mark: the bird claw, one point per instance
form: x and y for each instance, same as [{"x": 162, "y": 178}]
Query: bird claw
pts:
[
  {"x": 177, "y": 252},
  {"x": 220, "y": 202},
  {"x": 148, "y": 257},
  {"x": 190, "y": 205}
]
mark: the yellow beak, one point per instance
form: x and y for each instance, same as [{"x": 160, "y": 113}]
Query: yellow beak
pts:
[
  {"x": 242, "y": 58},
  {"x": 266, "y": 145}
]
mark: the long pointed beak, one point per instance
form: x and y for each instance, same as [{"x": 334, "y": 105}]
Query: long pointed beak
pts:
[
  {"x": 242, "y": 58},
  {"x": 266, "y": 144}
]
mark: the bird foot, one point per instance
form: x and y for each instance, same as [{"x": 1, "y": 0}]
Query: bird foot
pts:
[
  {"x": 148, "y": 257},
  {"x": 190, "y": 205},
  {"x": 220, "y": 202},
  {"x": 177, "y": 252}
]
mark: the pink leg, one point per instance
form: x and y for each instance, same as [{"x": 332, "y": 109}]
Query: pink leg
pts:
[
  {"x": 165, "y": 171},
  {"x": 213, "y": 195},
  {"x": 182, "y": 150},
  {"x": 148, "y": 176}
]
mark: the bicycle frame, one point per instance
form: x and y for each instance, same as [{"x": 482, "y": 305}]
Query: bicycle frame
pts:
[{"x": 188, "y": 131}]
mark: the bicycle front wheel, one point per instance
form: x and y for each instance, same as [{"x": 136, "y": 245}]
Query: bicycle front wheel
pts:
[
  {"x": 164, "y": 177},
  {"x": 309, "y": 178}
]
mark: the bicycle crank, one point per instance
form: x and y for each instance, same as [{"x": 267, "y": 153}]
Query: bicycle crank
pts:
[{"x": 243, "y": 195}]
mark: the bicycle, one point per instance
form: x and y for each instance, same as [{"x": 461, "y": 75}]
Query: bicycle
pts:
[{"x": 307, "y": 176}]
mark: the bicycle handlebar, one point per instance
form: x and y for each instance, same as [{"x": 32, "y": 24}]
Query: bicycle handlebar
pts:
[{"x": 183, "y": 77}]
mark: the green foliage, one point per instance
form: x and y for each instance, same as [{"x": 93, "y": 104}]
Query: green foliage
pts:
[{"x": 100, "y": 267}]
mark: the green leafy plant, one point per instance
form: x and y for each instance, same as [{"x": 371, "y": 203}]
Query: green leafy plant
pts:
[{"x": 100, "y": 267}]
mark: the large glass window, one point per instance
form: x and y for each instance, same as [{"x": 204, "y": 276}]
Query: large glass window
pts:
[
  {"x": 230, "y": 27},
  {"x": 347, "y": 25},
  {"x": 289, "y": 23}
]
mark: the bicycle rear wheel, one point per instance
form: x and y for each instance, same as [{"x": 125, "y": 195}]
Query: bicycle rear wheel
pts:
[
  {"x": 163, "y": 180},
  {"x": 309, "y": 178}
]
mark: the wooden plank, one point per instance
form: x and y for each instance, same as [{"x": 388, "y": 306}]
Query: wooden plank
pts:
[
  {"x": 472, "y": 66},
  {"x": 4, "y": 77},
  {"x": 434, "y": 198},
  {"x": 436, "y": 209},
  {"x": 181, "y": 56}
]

AIM OF THE TASK: With the line containing "mark: the large" as the first and the last line of the records as the final one, print exactly the lines in that span.

ANSWER TO THE PROBLEM:
mark: the large glass window, one point per instance
form: x and y for each instance, same as [{"x": 204, "y": 276}]
Query: large glass window
pts:
[
  {"x": 230, "y": 27},
  {"x": 347, "y": 25},
  {"x": 289, "y": 23}
]
mark: the bicycle rear wheel, one point per instance
form: x and y for each instance, same as [{"x": 125, "y": 195}]
Query: bicycle rear wheel
pts:
[
  {"x": 163, "y": 180},
  {"x": 309, "y": 178}
]
mark: the wooden plank, one point per instance
form: x and y for each instance, same as [{"x": 388, "y": 306}]
Query: wooden plank
pts:
[
  {"x": 472, "y": 66},
  {"x": 4, "y": 77},
  {"x": 434, "y": 198},
  {"x": 436, "y": 209},
  {"x": 181, "y": 56}
]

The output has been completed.